Materials provided:

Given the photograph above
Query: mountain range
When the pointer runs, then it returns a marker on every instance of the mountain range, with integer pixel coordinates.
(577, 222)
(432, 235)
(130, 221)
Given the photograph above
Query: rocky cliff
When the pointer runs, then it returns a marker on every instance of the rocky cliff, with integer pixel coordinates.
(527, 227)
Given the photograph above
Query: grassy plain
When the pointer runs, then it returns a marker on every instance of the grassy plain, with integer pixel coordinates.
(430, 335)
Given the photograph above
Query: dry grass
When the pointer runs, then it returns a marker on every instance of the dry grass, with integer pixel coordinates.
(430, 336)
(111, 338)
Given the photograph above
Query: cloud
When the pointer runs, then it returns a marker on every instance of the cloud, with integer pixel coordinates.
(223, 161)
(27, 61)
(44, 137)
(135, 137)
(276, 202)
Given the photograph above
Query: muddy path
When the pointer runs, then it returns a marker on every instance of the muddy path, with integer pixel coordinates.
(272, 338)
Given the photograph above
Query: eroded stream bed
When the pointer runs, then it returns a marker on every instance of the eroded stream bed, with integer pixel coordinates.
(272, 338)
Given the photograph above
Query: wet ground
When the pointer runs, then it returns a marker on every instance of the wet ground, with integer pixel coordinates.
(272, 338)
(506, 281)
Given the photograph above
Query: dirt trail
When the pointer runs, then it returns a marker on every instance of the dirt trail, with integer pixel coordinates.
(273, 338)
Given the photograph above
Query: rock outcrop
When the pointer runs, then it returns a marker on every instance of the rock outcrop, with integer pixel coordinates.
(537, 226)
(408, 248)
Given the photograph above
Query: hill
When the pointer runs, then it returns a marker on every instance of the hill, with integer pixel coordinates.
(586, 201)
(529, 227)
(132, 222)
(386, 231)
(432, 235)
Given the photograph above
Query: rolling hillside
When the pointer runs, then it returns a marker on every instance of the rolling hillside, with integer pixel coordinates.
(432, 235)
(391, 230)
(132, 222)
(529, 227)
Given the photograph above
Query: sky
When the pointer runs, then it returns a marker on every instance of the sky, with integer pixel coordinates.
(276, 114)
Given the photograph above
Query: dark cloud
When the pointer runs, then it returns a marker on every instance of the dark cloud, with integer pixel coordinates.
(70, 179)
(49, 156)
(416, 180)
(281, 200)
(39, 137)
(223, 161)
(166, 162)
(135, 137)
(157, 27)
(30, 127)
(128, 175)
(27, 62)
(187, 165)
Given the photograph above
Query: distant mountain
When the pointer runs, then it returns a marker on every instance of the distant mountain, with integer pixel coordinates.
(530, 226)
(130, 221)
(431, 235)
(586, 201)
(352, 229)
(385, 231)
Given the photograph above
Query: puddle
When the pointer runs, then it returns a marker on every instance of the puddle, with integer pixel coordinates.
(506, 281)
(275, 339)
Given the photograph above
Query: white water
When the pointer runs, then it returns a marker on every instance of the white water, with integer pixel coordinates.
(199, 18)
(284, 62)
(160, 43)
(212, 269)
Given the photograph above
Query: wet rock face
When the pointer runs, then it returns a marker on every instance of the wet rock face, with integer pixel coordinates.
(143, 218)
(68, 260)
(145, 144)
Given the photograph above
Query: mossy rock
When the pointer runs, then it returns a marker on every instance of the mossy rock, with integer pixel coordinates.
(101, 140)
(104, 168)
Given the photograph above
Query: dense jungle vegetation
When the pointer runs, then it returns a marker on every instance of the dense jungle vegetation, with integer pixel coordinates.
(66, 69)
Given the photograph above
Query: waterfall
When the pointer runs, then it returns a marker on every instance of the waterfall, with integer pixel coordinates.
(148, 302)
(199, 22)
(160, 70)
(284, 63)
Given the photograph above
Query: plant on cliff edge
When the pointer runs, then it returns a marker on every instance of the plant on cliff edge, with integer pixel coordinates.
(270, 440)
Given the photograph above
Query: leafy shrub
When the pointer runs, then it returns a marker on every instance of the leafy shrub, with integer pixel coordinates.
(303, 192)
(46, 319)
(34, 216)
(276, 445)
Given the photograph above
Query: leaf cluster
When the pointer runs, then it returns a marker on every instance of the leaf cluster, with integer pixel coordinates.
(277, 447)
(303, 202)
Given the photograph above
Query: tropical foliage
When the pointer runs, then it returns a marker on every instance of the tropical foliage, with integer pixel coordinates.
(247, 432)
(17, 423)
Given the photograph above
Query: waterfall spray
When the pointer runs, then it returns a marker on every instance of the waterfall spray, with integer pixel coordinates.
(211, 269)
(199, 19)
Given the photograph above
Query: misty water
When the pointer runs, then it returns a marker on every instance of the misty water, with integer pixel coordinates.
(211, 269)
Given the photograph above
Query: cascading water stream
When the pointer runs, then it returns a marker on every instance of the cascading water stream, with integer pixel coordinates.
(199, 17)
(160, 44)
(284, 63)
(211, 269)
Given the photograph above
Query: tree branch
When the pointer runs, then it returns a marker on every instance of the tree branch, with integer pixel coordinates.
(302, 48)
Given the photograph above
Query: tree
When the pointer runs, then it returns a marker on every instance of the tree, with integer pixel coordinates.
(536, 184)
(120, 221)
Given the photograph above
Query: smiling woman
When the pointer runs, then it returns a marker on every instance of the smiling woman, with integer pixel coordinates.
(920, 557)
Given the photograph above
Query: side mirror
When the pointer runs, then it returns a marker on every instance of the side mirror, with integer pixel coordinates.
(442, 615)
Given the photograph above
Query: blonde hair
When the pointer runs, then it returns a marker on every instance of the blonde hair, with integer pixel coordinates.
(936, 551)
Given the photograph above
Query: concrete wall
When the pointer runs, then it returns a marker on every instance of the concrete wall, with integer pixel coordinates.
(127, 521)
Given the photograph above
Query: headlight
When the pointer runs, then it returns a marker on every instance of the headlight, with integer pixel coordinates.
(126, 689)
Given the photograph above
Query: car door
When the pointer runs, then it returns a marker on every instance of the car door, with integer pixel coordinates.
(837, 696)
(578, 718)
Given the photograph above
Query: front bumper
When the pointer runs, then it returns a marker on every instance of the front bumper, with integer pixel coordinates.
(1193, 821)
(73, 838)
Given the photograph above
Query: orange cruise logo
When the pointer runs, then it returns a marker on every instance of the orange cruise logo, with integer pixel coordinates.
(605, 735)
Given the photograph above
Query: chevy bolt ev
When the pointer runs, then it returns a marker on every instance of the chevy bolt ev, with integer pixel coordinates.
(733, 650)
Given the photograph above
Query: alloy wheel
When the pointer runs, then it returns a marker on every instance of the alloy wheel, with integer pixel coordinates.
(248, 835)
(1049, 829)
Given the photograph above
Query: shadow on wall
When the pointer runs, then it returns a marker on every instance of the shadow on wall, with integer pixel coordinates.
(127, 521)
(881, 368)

Stated problem: Exactly reproduce all of the entries above.

Answer to the exercise:
Given the photograph above
Query: mountain range
When the pointer runs, then it returns a marker on every instance of the mountain range, with integer pixel coordinates.
(577, 222)
(432, 235)
(130, 221)
Given the photograph above
Query: rocky cliff
When the pointer runs, then it returns a marker on every instance of the rocky cliff, with integer pixel coordinates.
(527, 227)
Given the photograph above
Query: grassy plain
When the pointer runs, then it returns a marker on every instance of the grassy plain, with integer pixel coordinates.
(430, 335)
Given the photograph above
Query: dry grass
When the pointer runs, then it returns a marker on every instance of the dry grass, with integer pixel coordinates.
(430, 336)
(111, 338)
Given the photograph above
Query: cloud
When the pointer runs, then it returns a marker on every instance of the cloud, with integer pixel coordinates.
(223, 161)
(27, 61)
(44, 137)
(135, 137)
(276, 202)
Given the photograph above
Query: muddy path
When the pointer runs, then it returns a marker on every instance of the muddy path, with integer pixel coordinates.
(272, 338)
Given the photograph above
Query: eroded stream bed
When the pointer runs, then it returns a marker on every instance of the eroded stream bed, with integer pixel coordinates.
(272, 338)
Given the photograph above
Query: wet ground
When the pointer runs, then it returns a marker on every instance of the wet ground, with integer pixel coordinates.
(272, 338)
(506, 281)
Given the photograph above
Query: dirt trail
When the pointer runs, then it returns a marker on every instance of the dirt trail, with integer pixel coordinates.
(273, 338)
Given the photograph above
Query: rock outcrop
When the pointer runs, then it returns a marker on every instance of the rock outcrop, with integer pixel coordinates.
(537, 226)
(408, 248)
Given the photograph above
Query: hill
When the pointer runs, then it returns a marker on every instance of the hill, with integer pixel coordinates.
(586, 201)
(529, 227)
(132, 222)
(386, 231)
(432, 235)
Given the photograph above
Query: rolling hillside
When the pointer runs, then it returns a marker on every instance of the rolling hillside, with integer pixel coordinates.
(432, 235)
(391, 230)
(132, 222)
(529, 227)
Given the photograph above
Query: sky
When the pointer runs, then it returns a marker on every instance of the sky, with integer pixel coordinates.
(276, 114)
Given the photograph above
Query: dark cloud
When the pointer runs, then it returns a marker on every instance of the dark cloud, with integer pixel coordinates.
(70, 179)
(49, 156)
(416, 180)
(281, 200)
(39, 137)
(223, 161)
(166, 162)
(135, 137)
(157, 27)
(30, 127)
(128, 175)
(27, 62)
(187, 165)
Given the photograph above
Query: distant mountain
When the pointer runs, then it returns a marker on every instance of the distant mountain, with integer pixel coordinates.
(530, 226)
(130, 221)
(431, 235)
(586, 201)
(352, 229)
(385, 231)
Given the photograph above
Query: puddle
When the pointer runs, then it returns a marker on every instance of the puddle, with integer pixel coordinates.
(506, 281)
(275, 339)
Given the photograph above
Query: white water
When the pointer runs, then it returns a marker on every instance of the white water, with integer pixel coordinates.
(199, 18)
(284, 62)
(160, 43)
(212, 269)
Given the photograph above
Query: wet rock face
When the pointer runs, then it returns a marker on every instance of the wet rock face, with integer pixel coordinates.
(143, 218)
(68, 260)
(145, 144)
Given the photograph above
Query: mossy rock
When the pointer runs, then it returns a marker on every instance of the mossy rock, with integer pixel coordinates.
(101, 140)
(104, 168)
Given the photograph above
Query: dense jungle vegetation
When the pointer runs, then it returns a marker on every instance of the dense jungle vegetation, with integer pixel coordinates.
(66, 69)
Given the photograph above
Query: waterfall
When the pointer runs, then it returns a marker on every instance of the waterfall, with integer pixel coordinates.
(148, 302)
(199, 22)
(160, 70)
(284, 63)
Given the photograph above
Query: plant on cliff edge
When the pointer runs, then it returns a marker on every instance of the plant on cliff edge, with integer pixel coordinates.
(270, 440)
Given the photograph above
Query: leafy shrub
When the pointer runs, then it returns a marker on every instance of the leafy shrub, with integer pixel coordinates.
(303, 192)
(46, 319)
(34, 216)
(276, 445)
Given the photograph above
Query: leaf cluster
When the pointer runs, then it returns a marker on every instance of the leaf cluster, with integer pixel coordinates.
(277, 447)
(303, 202)
Given the photograph above
Query: tropical foliage
When the pointer runs, then it returns a marker on every instance of the tropical foliage, with integer pixel coordinates.
(247, 432)
(17, 423)
Given the photograph above
Query: waterfall spray
When the pointer runs, then it returns a marker on every instance of the waterfall spray, with integer pixel coordinates.
(211, 269)
(199, 19)
Given the photograph above
Query: misty water
When the pointer runs, then it returns a marker on every instance of the misty water, with integer pixel coordinates.
(211, 269)
Given the photograph above
Query: cascading water stream
When the pointer runs, then it returns a marker on every instance of the cascading water stream, with integer pixel coordinates.
(199, 17)
(160, 44)
(284, 63)
(211, 269)
Given the photograph above
Query: tree branch
When the pointer runs, then it returns a marker on every instance of the tree branch, with integer pixel coordinates.
(302, 48)
Given the photograph above
Query: tree
When the pointer runs, then it returns a marker on every instance of the tree, with integer pixel coordinates.
(536, 184)
(120, 221)
Given the photograph above
Query: smiling woman
When the pointer runs, then it returns a marker on every instance of the smiling woman, with integer pixel coordinates.
(920, 557)
Given the photograph above
Query: side mirror
When the pointer runs, then it returns a marker on every instance of the side mirror, with integer pixel coordinates.
(442, 615)
Given the photograph above
Query: blonde hair
When the pointer runs, then it returns a marker on every instance of the blonde hair, with integer pixel coordinates.
(936, 551)
Given the photograph above
Query: concrete wall
When the pointer runs, then it returns a marker on every instance of the concrete wall, with integer pixel coordinates.
(127, 521)
Given the photograph above
Query: headlight
When the pointer runs, then it returns a marker on every instance of the headlight, with integer pixel coordinates.
(126, 689)
Given the photograph above
Query: car door
When the pointer runs, then it returns a marker on every instance of the car door, with integer pixel coordinates.
(837, 696)
(578, 718)
Given the photograph above
Query: front bumper
When the pointer runs, then it returns a marker on every instance of the front bumper, with integer pixel coordinates.
(1193, 821)
(73, 838)
Given the photograph above
Query: orange cruise logo
When the pointer runs, then it returns a marker on every instance of the orange cruise logo, with integer pixel coordinates.
(605, 735)
Given the photograph above
Query: chevy bolt ev
When the pointer runs, then it returns a marker on every instance of the chevy bolt ev, with integer pixel coordinates.
(733, 650)
Given the photograph above
Query: alloy wheel
When the pointer runs, then it returns a marker on every instance of the alloy wheel, with integer pixel coordinates.
(248, 835)
(1049, 829)
Given the photograph above
Query: shadow on wall
When the pointer runs, then it returns a marker on every instance of the shadow on wall, with integer pixel coordinates.
(127, 521)
(881, 368)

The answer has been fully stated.